■ Problem statement ■
Rewrite every line of the data from the line with "TARGET = white sleeve cuff" up to and including the last line, shifting each answer coordinate by adding 68 to both of its numbers. Leave the pictures out.

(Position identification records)
○ ○ ○ ○
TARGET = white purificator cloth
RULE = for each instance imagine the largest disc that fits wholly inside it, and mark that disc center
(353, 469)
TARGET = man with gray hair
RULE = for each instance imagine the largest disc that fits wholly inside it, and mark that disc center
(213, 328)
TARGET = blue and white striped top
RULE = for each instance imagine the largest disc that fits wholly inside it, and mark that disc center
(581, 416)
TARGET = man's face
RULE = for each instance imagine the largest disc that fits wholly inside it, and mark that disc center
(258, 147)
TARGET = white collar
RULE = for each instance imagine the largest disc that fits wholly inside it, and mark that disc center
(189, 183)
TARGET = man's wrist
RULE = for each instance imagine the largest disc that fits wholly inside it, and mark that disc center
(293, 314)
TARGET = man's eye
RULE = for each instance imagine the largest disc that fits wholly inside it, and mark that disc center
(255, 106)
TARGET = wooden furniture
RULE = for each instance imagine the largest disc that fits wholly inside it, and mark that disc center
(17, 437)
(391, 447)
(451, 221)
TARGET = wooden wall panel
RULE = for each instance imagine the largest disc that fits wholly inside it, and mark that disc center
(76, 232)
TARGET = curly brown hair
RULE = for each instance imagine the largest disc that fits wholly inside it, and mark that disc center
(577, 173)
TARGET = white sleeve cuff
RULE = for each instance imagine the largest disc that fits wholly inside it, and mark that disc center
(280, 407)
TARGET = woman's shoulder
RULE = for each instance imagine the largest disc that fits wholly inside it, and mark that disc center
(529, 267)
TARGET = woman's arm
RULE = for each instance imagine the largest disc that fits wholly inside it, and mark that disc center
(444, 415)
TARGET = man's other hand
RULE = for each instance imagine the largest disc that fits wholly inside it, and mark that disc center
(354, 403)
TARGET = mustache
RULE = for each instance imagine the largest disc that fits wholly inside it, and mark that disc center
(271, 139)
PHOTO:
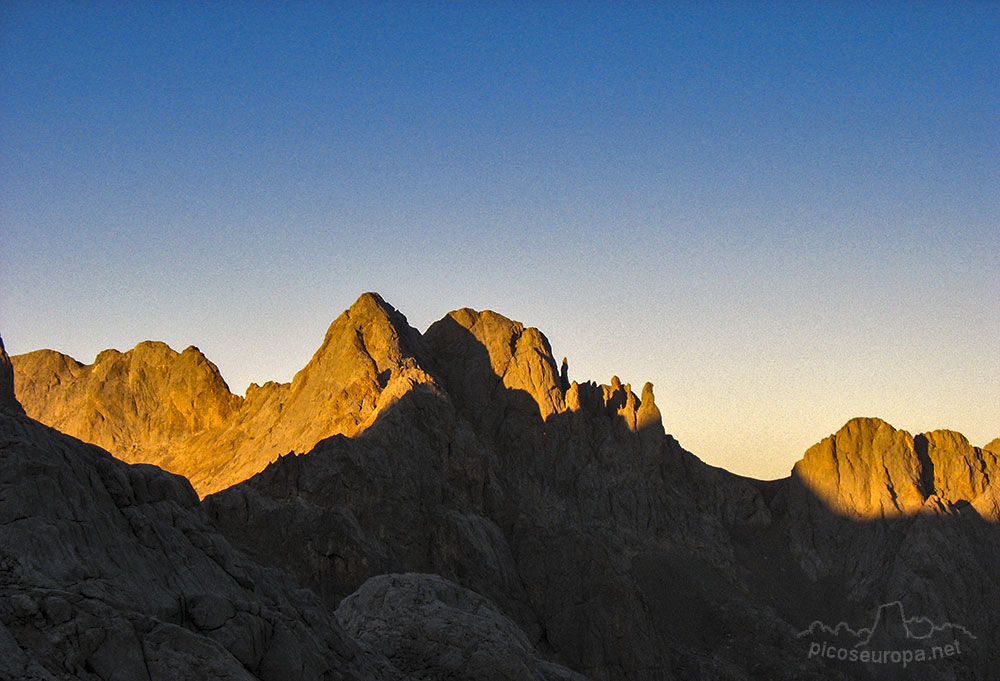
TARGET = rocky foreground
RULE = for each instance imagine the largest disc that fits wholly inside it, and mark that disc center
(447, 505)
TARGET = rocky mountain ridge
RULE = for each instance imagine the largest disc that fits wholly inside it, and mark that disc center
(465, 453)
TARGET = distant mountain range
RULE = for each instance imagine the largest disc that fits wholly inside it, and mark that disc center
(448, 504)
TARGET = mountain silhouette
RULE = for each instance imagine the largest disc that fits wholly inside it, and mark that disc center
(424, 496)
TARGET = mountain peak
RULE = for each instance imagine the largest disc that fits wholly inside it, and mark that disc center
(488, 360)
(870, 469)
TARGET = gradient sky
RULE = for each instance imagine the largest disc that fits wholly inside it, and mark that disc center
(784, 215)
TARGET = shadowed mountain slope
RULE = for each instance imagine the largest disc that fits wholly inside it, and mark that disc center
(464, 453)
○ ○ ○ ○
■ Exercise result ■
TARGET = white sleeve cuff
RULE = for each instance imagine the largest disc that fits wholly inside it, and mark that disc center
(348, 475)
TARGET = woman's shoulder
RULE = for each instance imagine the largest disc that fits wholly inside it, and mark that disc center
(597, 335)
TARGET = woman's arm
RULE = for each instance imagine the largest disc that fits wholly inside it, and mark that disc center
(512, 483)
TARGET = man's other hand
RULE = for each instance imagine the largest disc that fits wholly inside it, and mark that disc center
(422, 471)
TARGET = mustache
RULE = for each instance imagine the largest disc that fits wholly inside it, and mark that disc center
(339, 207)
PHOTO:
TARGET = rocky foreground
RULE = for each instance imagine the largest disc that fits wholly inside it, and mark that disc center
(515, 573)
TARGET = rocky mountain ridge
RULE = for each instance imagine the largest disc that fits wholly inside it, and mark that disc center
(533, 521)
TARGET = distant mountain range
RULE = for each instance imagine the largest disc that fits wholly inside it, and mark that disc center
(516, 572)
TARGET = mountain silhouette
RULE = for each instance imagine the largest disc that fits wholly inside it, and mark that disc center
(492, 564)
TARGET = mountain peak
RULE = for each instance imagine the largest disc that fits wholly inside it, and mark that disc center
(556, 428)
(938, 537)
TARGET = gradient sky
RULE = for each instance imagine the largest disc that fits wholly inside it, and mark that disc center
(852, 283)
TARGET = shadowed mountain slope
RULE = for each instance imagine the largest disc that fits wholly inside it, and mark that disc center
(532, 521)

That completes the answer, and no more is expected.